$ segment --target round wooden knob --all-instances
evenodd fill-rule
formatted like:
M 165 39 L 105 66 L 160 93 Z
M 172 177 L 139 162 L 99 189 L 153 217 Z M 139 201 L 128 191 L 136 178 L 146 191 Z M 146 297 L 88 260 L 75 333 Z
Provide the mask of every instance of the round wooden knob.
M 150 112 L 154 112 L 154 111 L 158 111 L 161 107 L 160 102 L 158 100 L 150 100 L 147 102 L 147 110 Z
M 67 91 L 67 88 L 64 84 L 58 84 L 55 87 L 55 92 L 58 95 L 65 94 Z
——
• [THE REQUEST]: Set out the whole listing above as a numbered list, one line per entry, leaving out any blank lines.

• [SOLUTION TO THIS TASK]:
1. $ segment --target round wooden knob --all-instances
2. evenodd fill-rule
3. formatted like:
4. M 165 39 L 105 66 L 160 93 Z
5. M 172 177 L 139 162 L 99 189 L 153 217 Z M 139 201 L 128 191 L 136 178 L 146 191 Z M 146 297 L 88 260 L 75 333 Z
6. Provide the mask of every instance of the round wooden knob.
7. M 150 112 L 154 112 L 154 111 L 158 111 L 161 107 L 160 102 L 158 100 L 150 100 L 147 102 L 147 110 Z
8. M 67 91 L 67 88 L 64 84 L 58 84 L 55 87 L 55 92 L 58 95 L 65 94 Z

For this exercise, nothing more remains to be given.